EXCERPTED TEXT

Bug ID: JDK-4391896 UTF16 Decoder Broken

Type: Bug
Component: core-libs
Sub-Component: java.nio.charsets
Affected Version: 1.3.0

Priority: P3
Status: Resolved
Resolution: Fixed
OS: windows_nt
CPU: x86

Submitted: 2000-11-22
Updated: 2000-12-20
Resolved: 2000-12-20

Other
1.4.0 betaFixed


Name: yyT116575			Date: 11/22/2000


java version "1.3.0"
Java(TM) 2 Runtime Environment, Standard Edition (build 1.3.0-C)
Java HotSpot(TM) Client VM (build 1.3.0-C, mixed mode)


The problem with the UTF16 decoder is more readily noticable
in Java 1.1.x. It appears that some fixes were done in
version 1.2.x but it's not completely gone. I'll explain...

Despite requesting a single character from the reader,
the UTF16 decoder automatically buffers 8K of bytes! (This
part of the problem has NOT changed from JDK version to
version.) And what's worse is that the decoder throws an
internal Error if not supplied with "enough" bytes to do
its decoding. Not an Exception but an Error.

In other words, it assumes that it can always access a set
number of bytes in a block read and is unable to handle
insufficient bytes returned from a block read of the
underlying input stream. A simple example that illustates
this problem is an input stream (such as a socket
connection) that returns only 1 byte at a time, even in
block reads, because more data is not available at that
time.

In JDK 1.1.x the decoder always needs both bytes of every
character in order to perform the decoding operation,
otherwise it throws the Error. This has been partially
fixed in JDK 1.2.x so that it *can* handle block reads of
only a single character. However, this bug *still* remains
for the UTF16 BOM. The entire BOM has to be returned within
a single block read or the decoder fails.

WHAT THE TASK ASKS
Can you reproduce the part of the UTF16 decoder bug report between "The problem with" and "gone. I'll explain...", inclusive, word for word? The data that comes next has nothing to do with the UTF16 decoder bug report.

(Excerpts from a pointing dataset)

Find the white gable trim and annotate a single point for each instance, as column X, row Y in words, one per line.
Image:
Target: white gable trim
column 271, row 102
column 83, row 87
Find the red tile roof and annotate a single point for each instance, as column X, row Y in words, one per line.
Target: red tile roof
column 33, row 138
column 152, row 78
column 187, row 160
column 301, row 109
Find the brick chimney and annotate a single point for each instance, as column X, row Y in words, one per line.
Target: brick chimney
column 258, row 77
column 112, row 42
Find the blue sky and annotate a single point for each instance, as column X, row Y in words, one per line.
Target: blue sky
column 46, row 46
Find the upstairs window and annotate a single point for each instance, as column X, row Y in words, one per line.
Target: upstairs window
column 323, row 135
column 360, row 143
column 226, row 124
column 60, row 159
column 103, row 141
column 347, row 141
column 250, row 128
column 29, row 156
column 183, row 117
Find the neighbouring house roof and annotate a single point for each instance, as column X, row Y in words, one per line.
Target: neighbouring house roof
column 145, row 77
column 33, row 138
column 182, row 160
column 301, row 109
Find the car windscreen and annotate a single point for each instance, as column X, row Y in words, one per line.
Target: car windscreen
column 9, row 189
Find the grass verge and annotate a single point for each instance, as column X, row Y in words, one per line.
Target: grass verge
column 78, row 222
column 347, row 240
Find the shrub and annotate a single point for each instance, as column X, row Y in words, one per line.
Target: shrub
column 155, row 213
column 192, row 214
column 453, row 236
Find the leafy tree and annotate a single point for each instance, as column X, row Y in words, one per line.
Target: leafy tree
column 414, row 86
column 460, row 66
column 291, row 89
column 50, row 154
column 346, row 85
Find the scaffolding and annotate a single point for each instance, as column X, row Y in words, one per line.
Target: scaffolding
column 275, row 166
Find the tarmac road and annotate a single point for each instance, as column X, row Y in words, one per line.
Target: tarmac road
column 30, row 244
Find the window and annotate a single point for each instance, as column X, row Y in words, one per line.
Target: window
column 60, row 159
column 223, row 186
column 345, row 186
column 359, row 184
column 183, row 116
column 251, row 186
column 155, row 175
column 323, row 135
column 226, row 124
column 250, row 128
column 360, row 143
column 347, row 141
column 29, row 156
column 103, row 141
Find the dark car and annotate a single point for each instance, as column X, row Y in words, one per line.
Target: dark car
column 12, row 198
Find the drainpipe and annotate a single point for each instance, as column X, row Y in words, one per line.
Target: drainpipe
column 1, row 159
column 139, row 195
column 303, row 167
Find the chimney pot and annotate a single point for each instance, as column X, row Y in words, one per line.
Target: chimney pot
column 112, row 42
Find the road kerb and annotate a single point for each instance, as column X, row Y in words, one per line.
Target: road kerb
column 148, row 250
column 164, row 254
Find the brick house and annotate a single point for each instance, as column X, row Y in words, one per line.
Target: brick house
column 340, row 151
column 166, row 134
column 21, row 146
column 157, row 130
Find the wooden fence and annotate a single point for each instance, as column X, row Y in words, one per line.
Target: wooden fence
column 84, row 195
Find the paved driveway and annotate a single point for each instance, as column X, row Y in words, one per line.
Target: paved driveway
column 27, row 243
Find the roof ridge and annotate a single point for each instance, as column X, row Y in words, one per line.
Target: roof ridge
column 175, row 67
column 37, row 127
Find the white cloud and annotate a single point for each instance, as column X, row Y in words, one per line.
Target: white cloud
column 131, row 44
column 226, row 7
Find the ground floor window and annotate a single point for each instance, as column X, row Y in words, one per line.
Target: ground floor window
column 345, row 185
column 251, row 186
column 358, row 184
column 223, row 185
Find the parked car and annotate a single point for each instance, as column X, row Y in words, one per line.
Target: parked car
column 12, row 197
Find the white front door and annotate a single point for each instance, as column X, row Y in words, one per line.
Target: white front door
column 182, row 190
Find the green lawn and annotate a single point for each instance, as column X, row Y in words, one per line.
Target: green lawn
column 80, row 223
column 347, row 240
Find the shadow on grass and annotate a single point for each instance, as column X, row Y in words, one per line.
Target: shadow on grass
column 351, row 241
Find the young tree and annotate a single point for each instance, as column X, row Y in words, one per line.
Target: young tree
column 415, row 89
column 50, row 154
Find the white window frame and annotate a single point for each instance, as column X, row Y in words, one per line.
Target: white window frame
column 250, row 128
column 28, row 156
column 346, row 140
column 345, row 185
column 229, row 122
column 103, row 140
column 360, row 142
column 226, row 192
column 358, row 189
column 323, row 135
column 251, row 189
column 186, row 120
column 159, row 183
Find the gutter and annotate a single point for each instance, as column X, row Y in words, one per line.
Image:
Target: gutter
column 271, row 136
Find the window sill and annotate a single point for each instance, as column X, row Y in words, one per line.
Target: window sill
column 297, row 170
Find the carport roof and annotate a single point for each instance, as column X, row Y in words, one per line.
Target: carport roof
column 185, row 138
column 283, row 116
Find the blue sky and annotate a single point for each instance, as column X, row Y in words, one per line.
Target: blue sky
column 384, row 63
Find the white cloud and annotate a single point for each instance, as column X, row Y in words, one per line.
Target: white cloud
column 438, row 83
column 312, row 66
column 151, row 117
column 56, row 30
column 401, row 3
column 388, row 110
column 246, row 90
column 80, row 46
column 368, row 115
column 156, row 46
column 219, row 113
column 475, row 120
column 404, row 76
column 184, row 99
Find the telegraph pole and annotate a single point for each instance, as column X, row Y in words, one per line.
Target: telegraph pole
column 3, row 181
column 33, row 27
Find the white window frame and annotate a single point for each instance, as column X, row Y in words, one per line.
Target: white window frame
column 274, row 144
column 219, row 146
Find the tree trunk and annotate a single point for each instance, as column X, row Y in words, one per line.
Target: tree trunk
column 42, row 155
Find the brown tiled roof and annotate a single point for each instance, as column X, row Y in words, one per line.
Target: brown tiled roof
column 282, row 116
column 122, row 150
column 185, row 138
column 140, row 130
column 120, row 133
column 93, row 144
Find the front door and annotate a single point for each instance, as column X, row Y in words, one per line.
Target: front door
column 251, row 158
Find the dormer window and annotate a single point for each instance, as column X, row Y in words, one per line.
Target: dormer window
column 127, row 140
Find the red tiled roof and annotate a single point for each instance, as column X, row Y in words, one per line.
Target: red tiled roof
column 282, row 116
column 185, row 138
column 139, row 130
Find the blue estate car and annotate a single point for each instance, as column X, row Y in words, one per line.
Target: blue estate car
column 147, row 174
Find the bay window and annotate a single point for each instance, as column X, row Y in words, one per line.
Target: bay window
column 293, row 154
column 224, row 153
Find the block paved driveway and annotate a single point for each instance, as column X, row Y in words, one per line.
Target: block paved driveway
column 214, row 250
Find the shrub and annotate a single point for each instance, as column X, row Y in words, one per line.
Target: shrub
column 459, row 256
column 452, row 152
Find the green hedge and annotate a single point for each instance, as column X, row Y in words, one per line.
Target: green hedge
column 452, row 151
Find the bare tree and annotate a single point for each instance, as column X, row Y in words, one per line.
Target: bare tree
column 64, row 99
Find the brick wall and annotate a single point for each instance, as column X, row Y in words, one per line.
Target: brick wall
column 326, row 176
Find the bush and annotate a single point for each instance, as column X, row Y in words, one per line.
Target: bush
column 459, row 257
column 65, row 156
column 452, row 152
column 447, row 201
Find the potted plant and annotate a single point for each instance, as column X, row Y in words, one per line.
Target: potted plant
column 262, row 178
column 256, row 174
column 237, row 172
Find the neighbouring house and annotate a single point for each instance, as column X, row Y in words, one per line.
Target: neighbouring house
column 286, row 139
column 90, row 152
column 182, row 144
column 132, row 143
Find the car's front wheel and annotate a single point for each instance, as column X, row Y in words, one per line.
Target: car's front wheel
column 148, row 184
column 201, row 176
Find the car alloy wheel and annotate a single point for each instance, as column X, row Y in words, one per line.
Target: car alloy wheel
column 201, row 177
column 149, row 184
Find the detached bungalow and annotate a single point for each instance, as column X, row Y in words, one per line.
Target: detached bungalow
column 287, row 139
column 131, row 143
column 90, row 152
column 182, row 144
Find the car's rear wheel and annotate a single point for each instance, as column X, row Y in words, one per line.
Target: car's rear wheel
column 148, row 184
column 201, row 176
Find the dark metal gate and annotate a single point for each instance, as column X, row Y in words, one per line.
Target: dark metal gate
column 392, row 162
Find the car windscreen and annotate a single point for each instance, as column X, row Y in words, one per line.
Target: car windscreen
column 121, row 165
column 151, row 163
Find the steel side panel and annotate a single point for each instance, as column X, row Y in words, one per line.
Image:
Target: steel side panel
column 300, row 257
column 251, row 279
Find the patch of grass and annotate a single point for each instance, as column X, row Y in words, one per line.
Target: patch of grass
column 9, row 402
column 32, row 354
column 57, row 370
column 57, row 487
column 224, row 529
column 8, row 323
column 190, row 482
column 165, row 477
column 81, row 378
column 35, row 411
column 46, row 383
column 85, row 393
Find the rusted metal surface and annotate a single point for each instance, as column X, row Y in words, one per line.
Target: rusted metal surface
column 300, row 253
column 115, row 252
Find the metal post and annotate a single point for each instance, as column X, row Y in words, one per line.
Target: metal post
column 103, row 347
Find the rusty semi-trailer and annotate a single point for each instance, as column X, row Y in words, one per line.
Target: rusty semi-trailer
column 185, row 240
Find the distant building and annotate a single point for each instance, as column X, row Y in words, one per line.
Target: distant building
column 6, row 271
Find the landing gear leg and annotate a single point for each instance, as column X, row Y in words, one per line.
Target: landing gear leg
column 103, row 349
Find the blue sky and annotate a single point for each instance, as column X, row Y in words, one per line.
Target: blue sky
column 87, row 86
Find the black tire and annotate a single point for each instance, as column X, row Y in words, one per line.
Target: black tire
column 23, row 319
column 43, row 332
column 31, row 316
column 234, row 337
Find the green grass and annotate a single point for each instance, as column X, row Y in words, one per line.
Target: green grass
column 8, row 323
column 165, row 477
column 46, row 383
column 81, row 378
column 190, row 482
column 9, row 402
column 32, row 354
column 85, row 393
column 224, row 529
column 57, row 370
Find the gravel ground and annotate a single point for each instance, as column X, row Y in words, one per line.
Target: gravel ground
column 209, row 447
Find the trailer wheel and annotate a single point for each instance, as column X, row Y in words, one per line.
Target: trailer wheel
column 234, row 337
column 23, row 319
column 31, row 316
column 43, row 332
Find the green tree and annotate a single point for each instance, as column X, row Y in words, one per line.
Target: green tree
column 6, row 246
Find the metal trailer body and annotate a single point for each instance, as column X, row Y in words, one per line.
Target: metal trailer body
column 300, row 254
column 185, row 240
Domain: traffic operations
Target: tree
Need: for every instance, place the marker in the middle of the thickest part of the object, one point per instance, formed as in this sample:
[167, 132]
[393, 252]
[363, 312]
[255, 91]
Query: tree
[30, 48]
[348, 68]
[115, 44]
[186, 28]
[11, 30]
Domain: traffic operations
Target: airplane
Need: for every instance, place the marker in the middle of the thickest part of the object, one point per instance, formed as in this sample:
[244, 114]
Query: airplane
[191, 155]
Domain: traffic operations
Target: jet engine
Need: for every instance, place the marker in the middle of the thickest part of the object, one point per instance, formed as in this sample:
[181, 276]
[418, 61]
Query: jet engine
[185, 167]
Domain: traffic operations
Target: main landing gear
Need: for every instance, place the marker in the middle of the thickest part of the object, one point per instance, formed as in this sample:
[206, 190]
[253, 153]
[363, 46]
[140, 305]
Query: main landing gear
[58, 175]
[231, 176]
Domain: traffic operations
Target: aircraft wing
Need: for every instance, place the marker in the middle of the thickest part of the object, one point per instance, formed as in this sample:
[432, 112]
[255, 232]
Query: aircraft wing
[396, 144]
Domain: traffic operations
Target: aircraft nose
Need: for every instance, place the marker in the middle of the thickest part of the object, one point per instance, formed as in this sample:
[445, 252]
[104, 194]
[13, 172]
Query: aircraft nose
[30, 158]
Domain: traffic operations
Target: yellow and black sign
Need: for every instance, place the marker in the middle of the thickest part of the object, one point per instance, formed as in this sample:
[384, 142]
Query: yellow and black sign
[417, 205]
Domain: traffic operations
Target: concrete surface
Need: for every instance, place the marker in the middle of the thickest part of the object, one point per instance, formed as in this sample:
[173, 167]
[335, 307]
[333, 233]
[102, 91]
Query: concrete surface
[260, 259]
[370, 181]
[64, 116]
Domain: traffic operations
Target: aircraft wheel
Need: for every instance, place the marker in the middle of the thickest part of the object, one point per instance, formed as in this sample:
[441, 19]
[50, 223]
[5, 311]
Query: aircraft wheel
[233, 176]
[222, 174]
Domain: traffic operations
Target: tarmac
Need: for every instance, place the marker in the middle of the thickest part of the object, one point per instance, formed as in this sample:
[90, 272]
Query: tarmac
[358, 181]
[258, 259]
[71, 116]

RESPONSE
The problem with the UTF16 decoder is more readily noticable
in Java 1.1.x. It appears that some fixes were done in
version 1.2.x but it's not completely gone. I'll explain...